WHAT THE TASK ASKS => Give back, unchanged, each line from the one containing "target | dirt ground" through the last line of the entries below.

DATA SECTION =>
• • •

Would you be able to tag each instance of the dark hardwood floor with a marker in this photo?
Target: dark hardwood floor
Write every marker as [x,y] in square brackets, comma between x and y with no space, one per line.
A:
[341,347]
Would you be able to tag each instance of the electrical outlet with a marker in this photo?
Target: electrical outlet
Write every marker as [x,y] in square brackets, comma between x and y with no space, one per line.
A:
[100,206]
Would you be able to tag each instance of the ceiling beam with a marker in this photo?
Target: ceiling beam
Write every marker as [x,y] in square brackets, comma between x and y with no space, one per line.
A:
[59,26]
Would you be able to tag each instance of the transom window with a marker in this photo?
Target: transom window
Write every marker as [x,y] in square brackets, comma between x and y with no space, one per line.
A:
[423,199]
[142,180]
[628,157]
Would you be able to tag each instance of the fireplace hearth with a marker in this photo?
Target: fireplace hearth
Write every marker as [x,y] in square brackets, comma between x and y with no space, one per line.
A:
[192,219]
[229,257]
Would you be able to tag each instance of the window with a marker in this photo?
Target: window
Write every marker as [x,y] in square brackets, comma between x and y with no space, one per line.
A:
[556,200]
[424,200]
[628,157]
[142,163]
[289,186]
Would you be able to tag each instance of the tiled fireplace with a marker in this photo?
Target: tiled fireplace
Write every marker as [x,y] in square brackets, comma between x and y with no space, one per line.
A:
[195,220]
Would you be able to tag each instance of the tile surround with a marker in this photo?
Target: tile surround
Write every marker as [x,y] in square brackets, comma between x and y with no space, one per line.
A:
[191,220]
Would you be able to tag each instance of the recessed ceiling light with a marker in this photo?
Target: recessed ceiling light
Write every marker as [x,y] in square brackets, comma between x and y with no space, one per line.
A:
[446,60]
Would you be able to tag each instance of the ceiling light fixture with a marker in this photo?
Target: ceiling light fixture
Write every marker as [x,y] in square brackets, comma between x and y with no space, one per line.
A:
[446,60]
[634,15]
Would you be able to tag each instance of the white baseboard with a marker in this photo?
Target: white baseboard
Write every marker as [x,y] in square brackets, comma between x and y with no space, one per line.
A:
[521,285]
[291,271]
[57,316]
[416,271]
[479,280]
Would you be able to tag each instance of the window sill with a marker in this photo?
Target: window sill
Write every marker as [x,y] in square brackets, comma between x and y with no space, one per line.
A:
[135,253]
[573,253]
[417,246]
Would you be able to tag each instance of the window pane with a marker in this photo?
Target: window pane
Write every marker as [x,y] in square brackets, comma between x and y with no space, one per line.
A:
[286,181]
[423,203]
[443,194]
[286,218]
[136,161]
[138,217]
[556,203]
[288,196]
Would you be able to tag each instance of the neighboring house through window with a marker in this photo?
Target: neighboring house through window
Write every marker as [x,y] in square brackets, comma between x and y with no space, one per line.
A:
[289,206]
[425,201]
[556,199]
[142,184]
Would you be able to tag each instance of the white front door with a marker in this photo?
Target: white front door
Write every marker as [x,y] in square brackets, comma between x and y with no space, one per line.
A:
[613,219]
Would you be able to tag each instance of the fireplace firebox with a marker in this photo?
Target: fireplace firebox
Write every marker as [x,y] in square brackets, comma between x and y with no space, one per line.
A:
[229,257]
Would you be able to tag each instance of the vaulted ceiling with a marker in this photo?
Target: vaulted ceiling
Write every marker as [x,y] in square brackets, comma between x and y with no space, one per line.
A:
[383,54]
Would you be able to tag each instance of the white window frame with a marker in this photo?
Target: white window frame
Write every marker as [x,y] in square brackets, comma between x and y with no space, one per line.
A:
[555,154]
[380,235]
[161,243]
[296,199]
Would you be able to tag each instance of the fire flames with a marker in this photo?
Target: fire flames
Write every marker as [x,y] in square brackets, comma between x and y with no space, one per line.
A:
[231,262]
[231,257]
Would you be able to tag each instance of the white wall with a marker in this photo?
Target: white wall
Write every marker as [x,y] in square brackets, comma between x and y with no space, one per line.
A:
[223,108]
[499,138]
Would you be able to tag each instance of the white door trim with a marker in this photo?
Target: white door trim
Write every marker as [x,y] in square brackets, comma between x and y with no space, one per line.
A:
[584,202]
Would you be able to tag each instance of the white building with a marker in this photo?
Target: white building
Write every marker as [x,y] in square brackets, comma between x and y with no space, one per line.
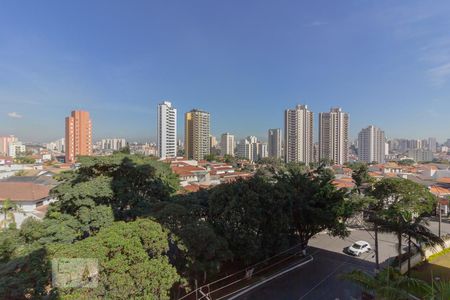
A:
[432,145]
[197,132]
[227,144]
[4,143]
[274,143]
[167,130]
[57,145]
[250,148]
[371,145]
[333,136]
[420,155]
[298,134]
[16,148]
[115,144]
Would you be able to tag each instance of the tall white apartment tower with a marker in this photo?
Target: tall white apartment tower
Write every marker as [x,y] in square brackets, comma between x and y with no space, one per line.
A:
[227,144]
[298,134]
[274,143]
[196,134]
[167,130]
[371,145]
[333,136]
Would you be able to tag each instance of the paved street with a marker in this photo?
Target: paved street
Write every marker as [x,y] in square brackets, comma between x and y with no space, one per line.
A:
[320,278]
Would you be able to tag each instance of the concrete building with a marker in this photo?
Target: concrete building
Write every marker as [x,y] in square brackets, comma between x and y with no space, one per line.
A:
[274,143]
[197,133]
[333,136]
[227,144]
[166,130]
[78,135]
[298,134]
[432,145]
[115,144]
[213,142]
[420,155]
[57,145]
[252,149]
[371,145]
[15,149]
[4,143]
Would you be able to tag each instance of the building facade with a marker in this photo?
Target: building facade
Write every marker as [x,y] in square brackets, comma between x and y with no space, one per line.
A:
[333,136]
[252,149]
[371,145]
[274,143]
[113,144]
[197,133]
[166,130]
[4,143]
[78,135]
[227,144]
[298,134]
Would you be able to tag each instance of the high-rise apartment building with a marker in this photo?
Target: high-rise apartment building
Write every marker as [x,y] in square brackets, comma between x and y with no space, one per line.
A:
[371,145]
[274,143]
[227,144]
[166,130]
[196,135]
[432,145]
[4,143]
[115,144]
[78,135]
[252,149]
[333,136]
[298,134]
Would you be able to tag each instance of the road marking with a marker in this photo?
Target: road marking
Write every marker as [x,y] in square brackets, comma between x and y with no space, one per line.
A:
[329,275]
[248,289]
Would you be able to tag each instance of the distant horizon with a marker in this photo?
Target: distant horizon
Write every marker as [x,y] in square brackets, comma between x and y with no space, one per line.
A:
[386,64]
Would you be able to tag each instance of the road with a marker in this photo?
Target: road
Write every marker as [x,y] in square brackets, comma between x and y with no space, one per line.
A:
[320,278]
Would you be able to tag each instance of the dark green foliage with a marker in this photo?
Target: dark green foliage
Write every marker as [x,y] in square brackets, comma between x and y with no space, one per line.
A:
[247,215]
[131,258]
[128,184]
[26,277]
[314,203]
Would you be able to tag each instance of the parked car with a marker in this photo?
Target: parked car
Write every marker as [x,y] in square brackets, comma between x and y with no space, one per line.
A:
[358,248]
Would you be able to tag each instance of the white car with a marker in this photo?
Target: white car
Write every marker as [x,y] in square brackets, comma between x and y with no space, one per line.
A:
[359,247]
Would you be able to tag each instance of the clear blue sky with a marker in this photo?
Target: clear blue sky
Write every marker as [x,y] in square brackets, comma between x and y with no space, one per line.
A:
[387,63]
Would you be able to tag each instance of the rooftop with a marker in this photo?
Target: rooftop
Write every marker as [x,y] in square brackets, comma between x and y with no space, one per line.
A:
[23,191]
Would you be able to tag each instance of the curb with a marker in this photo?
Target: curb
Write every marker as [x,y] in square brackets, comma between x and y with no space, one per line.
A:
[248,289]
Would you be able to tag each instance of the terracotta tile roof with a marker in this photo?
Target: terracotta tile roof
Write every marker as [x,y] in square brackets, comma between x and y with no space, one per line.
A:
[23,191]
[343,183]
[439,191]
[186,170]
[444,180]
[192,188]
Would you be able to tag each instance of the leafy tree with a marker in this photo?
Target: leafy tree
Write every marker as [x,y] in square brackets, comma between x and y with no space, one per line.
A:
[26,277]
[10,240]
[132,262]
[314,203]
[400,207]
[128,184]
[250,218]
[388,284]
[198,249]
[57,228]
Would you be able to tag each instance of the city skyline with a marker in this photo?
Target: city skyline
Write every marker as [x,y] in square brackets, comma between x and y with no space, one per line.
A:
[386,65]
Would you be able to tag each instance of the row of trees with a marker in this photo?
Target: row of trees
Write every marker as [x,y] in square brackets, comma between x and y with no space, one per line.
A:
[124,210]
[399,206]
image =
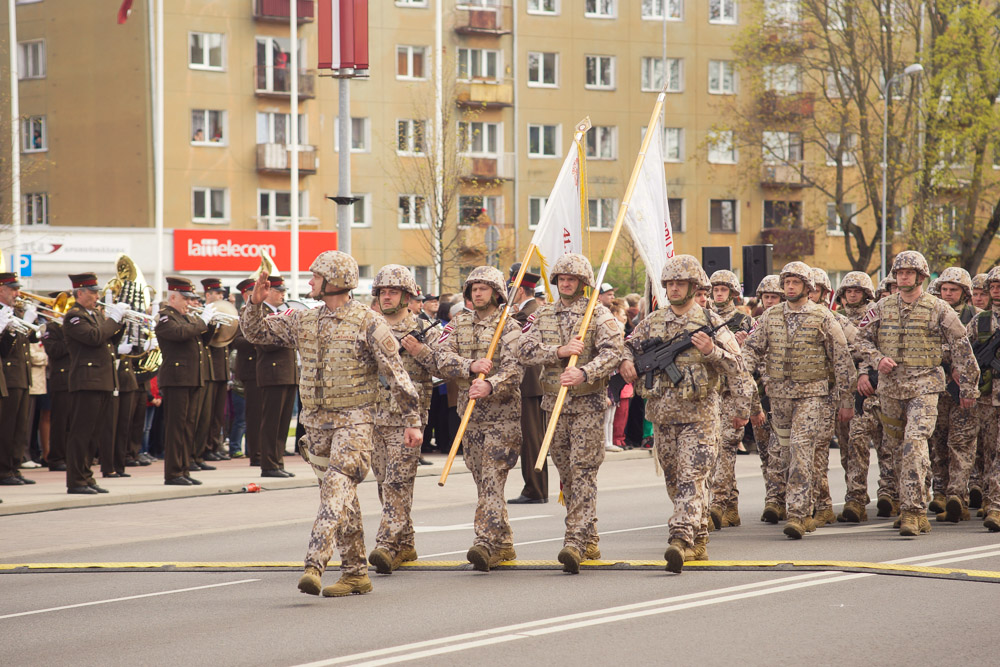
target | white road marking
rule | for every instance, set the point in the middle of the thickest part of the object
(130, 597)
(530, 629)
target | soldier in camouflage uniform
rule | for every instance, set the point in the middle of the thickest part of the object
(492, 439)
(345, 347)
(395, 464)
(801, 346)
(902, 335)
(548, 339)
(726, 295)
(953, 443)
(684, 416)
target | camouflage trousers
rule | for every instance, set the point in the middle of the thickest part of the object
(910, 422)
(821, 458)
(953, 448)
(686, 453)
(340, 457)
(578, 450)
(489, 456)
(723, 485)
(395, 468)
(796, 423)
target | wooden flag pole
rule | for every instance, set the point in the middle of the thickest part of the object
(497, 335)
(592, 302)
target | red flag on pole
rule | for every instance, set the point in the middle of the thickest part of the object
(124, 11)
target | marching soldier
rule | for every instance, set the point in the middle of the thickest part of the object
(181, 379)
(902, 336)
(345, 347)
(801, 346)
(92, 380)
(684, 416)
(550, 338)
(491, 441)
(395, 464)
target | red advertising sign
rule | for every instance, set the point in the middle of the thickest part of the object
(229, 250)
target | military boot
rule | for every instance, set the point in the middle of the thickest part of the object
(309, 582)
(824, 517)
(937, 504)
(731, 517)
(794, 528)
(349, 584)
(570, 558)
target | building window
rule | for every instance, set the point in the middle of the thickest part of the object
(479, 64)
(536, 206)
(479, 138)
(412, 210)
(834, 222)
(654, 9)
(206, 50)
(209, 205)
(602, 142)
(208, 127)
(543, 140)
(599, 9)
(477, 209)
(410, 136)
(31, 59)
(34, 138)
(360, 135)
(550, 7)
(543, 69)
(35, 208)
(722, 11)
(721, 149)
(411, 62)
(602, 213)
(721, 77)
(786, 214)
(601, 72)
(675, 209)
(722, 215)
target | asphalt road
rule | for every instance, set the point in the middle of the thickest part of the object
(515, 617)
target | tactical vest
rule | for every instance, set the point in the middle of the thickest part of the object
(915, 343)
(699, 378)
(547, 323)
(801, 359)
(332, 376)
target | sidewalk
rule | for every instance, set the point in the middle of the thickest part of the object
(146, 483)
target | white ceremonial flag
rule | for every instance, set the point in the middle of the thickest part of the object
(648, 218)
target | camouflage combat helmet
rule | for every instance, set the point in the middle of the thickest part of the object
(910, 259)
(486, 275)
(958, 276)
(339, 271)
(858, 279)
(395, 275)
(799, 270)
(771, 284)
(572, 264)
(729, 279)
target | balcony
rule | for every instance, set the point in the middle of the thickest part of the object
(277, 159)
(791, 243)
(484, 94)
(787, 176)
(483, 168)
(785, 107)
(280, 10)
(276, 82)
(483, 17)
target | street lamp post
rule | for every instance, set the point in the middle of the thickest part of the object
(913, 70)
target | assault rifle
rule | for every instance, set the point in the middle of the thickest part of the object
(660, 355)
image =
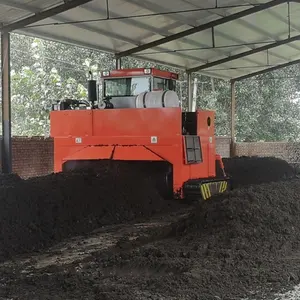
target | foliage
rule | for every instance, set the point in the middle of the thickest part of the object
(44, 71)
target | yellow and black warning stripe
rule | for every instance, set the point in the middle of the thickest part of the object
(211, 188)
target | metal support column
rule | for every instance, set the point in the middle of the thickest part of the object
(6, 153)
(232, 120)
(189, 91)
(118, 63)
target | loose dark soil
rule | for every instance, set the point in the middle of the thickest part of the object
(39, 212)
(242, 244)
(256, 170)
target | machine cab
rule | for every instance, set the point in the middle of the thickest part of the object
(122, 86)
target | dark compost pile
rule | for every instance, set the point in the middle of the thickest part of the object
(39, 212)
(256, 170)
(242, 244)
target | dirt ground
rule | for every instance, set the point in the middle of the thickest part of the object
(241, 245)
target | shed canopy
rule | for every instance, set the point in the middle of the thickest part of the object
(221, 38)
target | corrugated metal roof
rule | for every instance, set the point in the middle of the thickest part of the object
(128, 24)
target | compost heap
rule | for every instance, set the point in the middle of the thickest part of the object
(243, 243)
(256, 170)
(39, 212)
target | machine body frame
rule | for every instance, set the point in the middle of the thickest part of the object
(185, 140)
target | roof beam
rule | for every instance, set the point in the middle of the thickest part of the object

• • •

TASK RESULT =>
target | dirt ground
rule | for every instance, set the point in the middle of the thickest part of the object
(241, 245)
target | shed canopy
rule | for every instance, set the point in the middle of the thickest part of the object
(221, 38)
target | corrugated metal roof
rule | for every instance, set the point in the middle of the thickest part of the object
(128, 24)
target | compost heap
rule | for every instance, set the point in the middle of the thickest part of the object
(243, 243)
(256, 170)
(39, 212)
target | machine body frame
rule | for every instance, set the point in the middle of the thickest part of the object
(185, 140)
target | roof beam
rule | for every instance, set the point in the middle of the thickest part of the object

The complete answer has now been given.